§ Passage shown:
As of this writing, neither company’s engineering or development teams had driven the other’s car. As a result, the Supra and Z4 provide entirely different dynamics. This sounds improbable, a made-for-PR narrative—especially considering the cooperation that was necessary to produce the common underpinnings of these cars.
But we’ve driven prototypes of both, and each has its own personality. Unlike the Toyota 86 and Subaru BRZ platform-sharing coupes—which are nearly indistinguishable from each other in styling or feel—the Supra and Z4 each has its own distinct body, interior design, and driving dynamic. What’s more, strict German anti-trust laws actually forbade further cooperation beyond the core of the car being co-developed in Munich. So don’t be tempted to say they are the same car: one with a roof and one without. The Supra is every bit the slick Toyota you expect it would be or should be.
Back story: At the Supra prototype’s first-drive event, one of the Supra’s assistant chief engineers, Masayuki Kai, wondered aloud if any of the gathered journalists had driven its blood brother. I raised my hand and looked around the room to find mine was the only one in the air. Suddenly, the Q&A and all eyes shifted. “What is it like?” Kai asked. “Different,” I replied. “Different how?” he and his assembled team wanted to know. I told them their car was “smoother and more fluid,” which seemed to please them.

§ Working data:
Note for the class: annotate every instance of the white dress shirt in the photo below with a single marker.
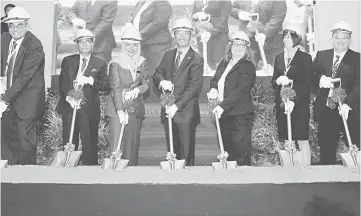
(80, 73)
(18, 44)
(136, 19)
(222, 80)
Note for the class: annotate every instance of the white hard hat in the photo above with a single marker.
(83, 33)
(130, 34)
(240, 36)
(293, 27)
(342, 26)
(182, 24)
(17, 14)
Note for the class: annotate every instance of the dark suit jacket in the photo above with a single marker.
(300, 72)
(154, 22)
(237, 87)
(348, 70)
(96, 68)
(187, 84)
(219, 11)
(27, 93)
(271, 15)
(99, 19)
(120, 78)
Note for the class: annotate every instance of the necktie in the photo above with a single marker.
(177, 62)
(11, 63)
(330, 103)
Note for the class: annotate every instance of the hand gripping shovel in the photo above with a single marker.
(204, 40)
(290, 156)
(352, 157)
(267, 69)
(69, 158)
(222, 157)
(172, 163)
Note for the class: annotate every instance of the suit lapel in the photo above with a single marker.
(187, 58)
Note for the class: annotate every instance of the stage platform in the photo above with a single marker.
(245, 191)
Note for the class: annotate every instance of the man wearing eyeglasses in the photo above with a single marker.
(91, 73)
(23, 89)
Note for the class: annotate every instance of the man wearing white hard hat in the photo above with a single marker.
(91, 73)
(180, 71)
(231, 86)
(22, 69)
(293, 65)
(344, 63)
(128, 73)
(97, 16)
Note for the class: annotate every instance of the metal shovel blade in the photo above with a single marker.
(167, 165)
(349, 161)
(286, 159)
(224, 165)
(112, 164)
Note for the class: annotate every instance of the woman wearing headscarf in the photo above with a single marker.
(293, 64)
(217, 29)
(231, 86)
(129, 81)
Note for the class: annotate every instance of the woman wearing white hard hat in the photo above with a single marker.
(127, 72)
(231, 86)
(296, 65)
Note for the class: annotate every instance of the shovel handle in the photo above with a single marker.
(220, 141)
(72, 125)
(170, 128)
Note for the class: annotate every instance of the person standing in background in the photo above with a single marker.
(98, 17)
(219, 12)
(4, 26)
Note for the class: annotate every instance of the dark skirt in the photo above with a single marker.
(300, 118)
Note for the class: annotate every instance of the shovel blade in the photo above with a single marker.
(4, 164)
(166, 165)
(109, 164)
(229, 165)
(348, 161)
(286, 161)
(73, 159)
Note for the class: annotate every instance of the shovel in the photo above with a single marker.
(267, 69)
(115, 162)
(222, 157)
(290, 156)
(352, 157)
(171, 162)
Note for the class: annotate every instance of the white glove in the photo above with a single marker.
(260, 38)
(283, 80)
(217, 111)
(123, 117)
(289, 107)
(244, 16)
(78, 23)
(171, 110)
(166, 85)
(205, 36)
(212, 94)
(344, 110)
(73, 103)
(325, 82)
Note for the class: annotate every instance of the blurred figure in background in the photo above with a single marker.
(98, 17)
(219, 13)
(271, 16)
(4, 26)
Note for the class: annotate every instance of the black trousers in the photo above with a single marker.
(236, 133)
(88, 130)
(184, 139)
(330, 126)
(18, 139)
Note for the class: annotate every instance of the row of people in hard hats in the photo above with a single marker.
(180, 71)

--

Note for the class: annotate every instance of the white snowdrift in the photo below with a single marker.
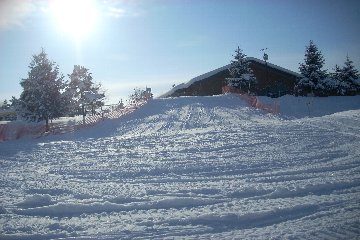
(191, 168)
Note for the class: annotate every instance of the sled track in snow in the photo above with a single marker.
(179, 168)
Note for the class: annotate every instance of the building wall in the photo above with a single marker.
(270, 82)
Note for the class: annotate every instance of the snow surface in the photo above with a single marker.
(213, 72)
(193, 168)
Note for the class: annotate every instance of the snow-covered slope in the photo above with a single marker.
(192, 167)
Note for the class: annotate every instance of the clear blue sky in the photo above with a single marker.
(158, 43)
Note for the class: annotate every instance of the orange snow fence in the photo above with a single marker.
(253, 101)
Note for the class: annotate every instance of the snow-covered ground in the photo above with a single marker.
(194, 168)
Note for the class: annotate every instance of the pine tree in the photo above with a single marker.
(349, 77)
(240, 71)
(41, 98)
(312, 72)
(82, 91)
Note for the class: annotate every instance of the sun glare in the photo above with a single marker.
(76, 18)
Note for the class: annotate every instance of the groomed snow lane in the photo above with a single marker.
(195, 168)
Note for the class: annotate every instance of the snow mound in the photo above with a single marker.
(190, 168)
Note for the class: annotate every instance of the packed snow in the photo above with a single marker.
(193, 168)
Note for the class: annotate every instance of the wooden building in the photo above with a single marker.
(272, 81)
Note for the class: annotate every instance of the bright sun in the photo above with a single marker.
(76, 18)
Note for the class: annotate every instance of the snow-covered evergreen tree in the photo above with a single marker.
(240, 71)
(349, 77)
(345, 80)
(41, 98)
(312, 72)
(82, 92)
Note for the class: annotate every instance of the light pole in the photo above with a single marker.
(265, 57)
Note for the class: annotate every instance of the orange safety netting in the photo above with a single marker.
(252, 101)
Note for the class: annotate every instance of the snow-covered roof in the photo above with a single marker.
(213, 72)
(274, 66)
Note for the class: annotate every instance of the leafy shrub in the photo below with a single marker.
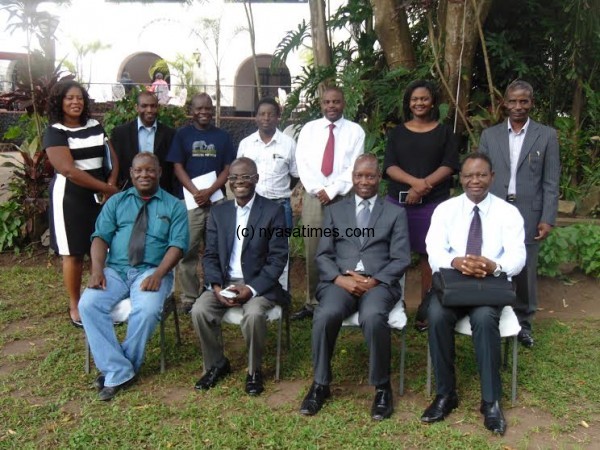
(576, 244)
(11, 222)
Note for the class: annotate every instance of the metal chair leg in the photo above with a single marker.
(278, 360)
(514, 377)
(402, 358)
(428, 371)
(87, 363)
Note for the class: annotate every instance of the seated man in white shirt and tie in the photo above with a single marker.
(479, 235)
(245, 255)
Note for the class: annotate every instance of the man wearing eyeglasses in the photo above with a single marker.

§ Exercise tasks:
a: Find every row in the two blocks that contains the word "dark", and copy each such row in full. Case counts.
b: Pick up the passage on the Supra and Z4 where it stops, and carry on from its final sentence.

§ Results of the exercise:
a:
Note for the class: annotate every instance of the dark suit jacket in the photo above with a single marker.
Note for the class: annotate every instance of the dark skirt in the photo above with a single marker.

b:
Kai’s parents were concert musicians who lived and performed in Germany, where Kai was born. He lived there for 10 years so speaks German natively. His family moved back to Japan, where Kai would earn his master’s degree in mechanical engineering. While later working at Toyota, he would be given the opportunity to work for Toyota Gazoo Racing. Soon thereafter he joined the Supra team and moved his family to Munich, where they have lived for the past five years. So you see, Kai is singularly equipped to accomplish the requisite synergy and translation between BMW and Toyota.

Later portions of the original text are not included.